» Excerpts of pointing data:
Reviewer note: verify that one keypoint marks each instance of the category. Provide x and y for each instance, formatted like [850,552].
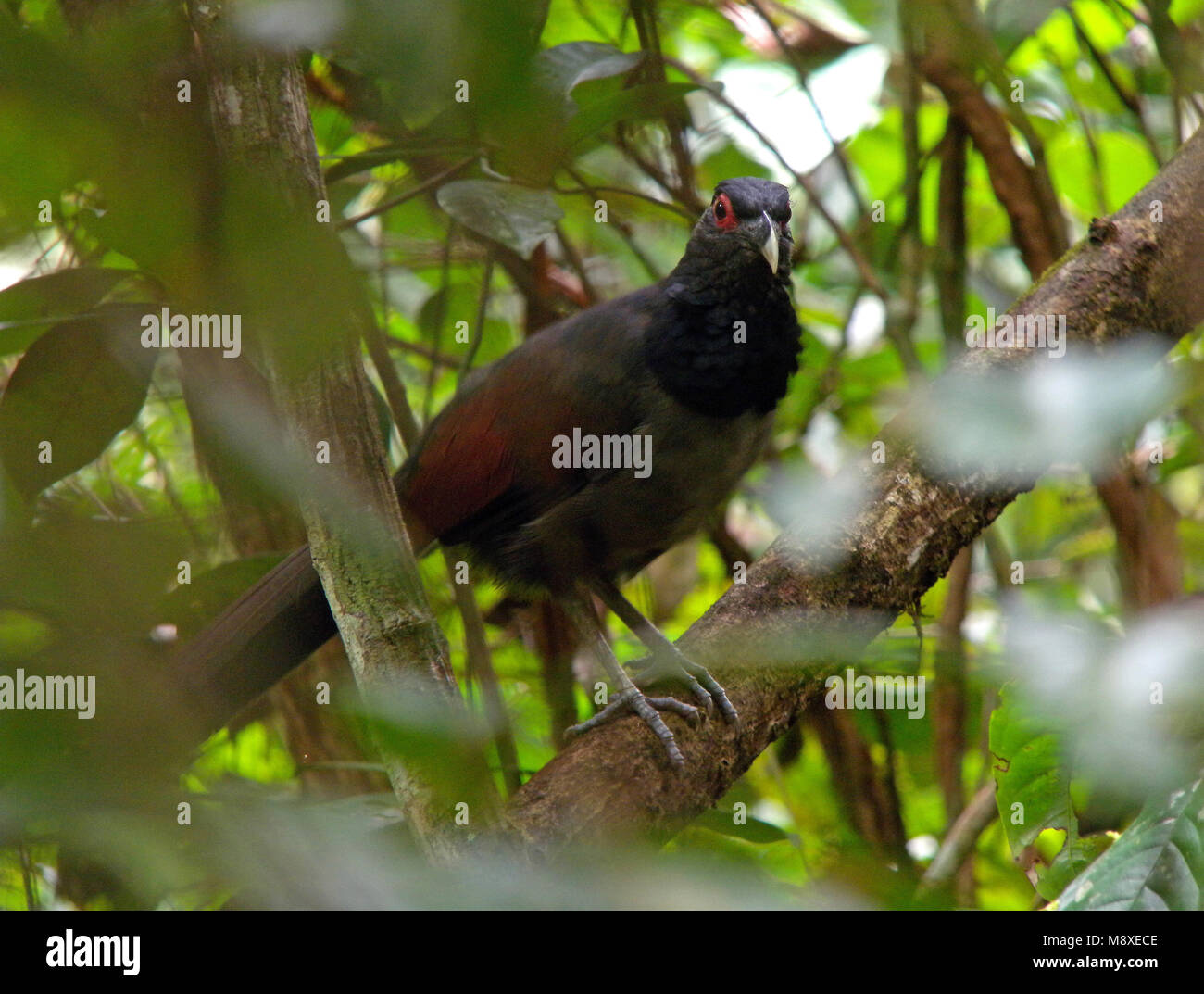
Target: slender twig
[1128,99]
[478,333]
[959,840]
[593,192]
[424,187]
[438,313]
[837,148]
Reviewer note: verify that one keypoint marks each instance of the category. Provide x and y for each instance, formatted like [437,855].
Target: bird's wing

==

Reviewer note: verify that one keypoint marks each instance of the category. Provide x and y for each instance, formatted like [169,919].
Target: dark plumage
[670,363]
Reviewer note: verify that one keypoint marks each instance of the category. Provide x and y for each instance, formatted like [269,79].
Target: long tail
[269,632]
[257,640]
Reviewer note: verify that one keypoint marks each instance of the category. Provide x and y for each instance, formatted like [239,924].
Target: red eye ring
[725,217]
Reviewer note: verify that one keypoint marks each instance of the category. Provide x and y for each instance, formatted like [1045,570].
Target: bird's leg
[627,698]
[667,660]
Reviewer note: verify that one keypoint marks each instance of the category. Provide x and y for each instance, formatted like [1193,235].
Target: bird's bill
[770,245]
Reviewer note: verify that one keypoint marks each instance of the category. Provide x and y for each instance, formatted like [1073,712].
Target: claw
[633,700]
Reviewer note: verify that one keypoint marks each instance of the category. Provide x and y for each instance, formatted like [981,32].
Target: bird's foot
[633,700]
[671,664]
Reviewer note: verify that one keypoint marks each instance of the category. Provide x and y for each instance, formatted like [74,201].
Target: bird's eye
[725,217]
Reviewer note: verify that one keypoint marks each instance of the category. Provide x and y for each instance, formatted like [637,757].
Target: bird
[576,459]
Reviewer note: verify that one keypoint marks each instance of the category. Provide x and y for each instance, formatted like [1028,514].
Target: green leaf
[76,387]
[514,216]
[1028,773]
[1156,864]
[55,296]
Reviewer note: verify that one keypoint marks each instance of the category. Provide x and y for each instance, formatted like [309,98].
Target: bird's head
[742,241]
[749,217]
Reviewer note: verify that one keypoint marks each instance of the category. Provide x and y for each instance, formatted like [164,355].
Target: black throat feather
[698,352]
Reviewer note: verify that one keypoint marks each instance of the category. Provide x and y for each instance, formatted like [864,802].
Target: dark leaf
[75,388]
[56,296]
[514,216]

» To do: Please change "keypoint" to "marker" wherever it appears in the entries from the line that has "formatted like [850,552]." through the line that has "Target: bird's wing", keeping everything else the same. Return only those lines and leave the pictures out.

» Result for this task:
Reviewer note: verify that one marker marks each instance of the category. Provide x and y for each instance, formatted like [850,552].
Target: slender twig
[1128,99]
[478,333]
[959,840]
[593,192]
[424,187]
[438,313]
[837,148]
Reviewer note: verify that one marker marks each instance of the category. Provide x and y for each instance, formatted like [437,855].
Target: bird's wing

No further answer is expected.